§ **Material for this task**
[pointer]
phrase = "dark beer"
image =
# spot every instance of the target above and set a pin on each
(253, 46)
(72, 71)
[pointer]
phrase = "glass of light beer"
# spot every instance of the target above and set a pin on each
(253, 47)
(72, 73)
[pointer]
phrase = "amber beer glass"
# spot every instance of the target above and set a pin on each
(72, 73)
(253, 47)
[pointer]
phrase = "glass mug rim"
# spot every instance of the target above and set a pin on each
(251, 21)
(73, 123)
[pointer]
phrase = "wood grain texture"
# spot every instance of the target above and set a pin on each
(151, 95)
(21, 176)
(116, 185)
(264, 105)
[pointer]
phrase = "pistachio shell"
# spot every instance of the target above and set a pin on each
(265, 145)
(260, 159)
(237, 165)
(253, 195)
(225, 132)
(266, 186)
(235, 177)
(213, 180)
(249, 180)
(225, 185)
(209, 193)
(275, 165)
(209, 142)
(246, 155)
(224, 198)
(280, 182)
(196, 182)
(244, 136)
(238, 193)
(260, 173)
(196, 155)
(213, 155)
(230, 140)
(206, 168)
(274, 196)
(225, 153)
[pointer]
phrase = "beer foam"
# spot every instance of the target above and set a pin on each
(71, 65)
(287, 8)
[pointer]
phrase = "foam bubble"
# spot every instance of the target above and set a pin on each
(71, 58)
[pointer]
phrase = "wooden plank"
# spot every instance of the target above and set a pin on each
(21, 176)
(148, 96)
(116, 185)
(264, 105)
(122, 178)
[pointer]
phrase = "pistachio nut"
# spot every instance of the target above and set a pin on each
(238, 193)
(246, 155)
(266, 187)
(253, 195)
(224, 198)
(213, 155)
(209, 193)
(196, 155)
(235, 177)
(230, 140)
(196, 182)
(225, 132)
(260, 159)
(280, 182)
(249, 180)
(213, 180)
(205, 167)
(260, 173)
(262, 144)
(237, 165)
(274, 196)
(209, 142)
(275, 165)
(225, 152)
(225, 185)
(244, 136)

§ **Work item**
Nothing above should be left out. Print all the records exactly.

§ **Result of the task**
[pointer]
phrase = "dark beer"
image =
# spot every instance of the target above and set a pin on each
(253, 46)
(72, 71)
[pointer]
phrase = "glass of light beer"
# spot every instance of the target above and set a pin on each
(253, 47)
(72, 73)
[pointer]
phrase = "amber beer glass"
# spot every instance of the target above and set a pin on each
(72, 73)
(253, 47)
[pointer]
phrase = "glass mug rim"
# spot every instance of the target above and set a pin on each
(251, 21)
(73, 123)
[pointer]
phrase = "wood grain texture"
# spot every instance of the target above and set a pin on each
(151, 95)
(21, 176)
(116, 185)
(264, 105)
[pointer]
phrase = "pistachio shell"
# spot every instance of the target above and set a pin on each
(265, 145)
(260, 159)
(237, 165)
(253, 195)
(225, 132)
(266, 186)
(235, 177)
(213, 180)
(249, 180)
(225, 185)
(209, 193)
(275, 165)
(209, 142)
(246, 155)
(224, 198)
(280, 182)
(196, 182)
(244, 136)
(238, 193)
(260, 173)
(196, 155)
(213, 155)
(230, 140)
(206, 168)
(274, 196)
(225, 153)
[pointer]
phrase = "beer foam"
# spot every instance of the target above and set a pin on each
(71, 65)
(287, 8)
[pointer]
phrase = "foam bubble"
# spot every instance of the target above and set a pin on each
(71, 58)
[pointer]
phrase = "wooden plank"
# spot every instance of the target above and set a pin on each
(21, 176)
(148, 96)
(116, 185)
(264, 105)
(122, 178)
[pointer]
phrase = "pistachio nut"
# spot every instance of the target above and set a pin on each
(238, 193)
(246, 155)
(266, 187)
(253, 195)
(224, 198)
(213, 155)
(209, 193)
(196, 155)
(235, 177)
(230, 140)
(196, 182)
(225, 132)
(260, 159)
(280, 182)
(249, 180)
(213, 180)
(205, 167)
(260, 173)
(262, 144)
(237, 165)
(274, 196)
(209, 142)
(275, 165)
(225, 152)
(225, 185)
(244, 136)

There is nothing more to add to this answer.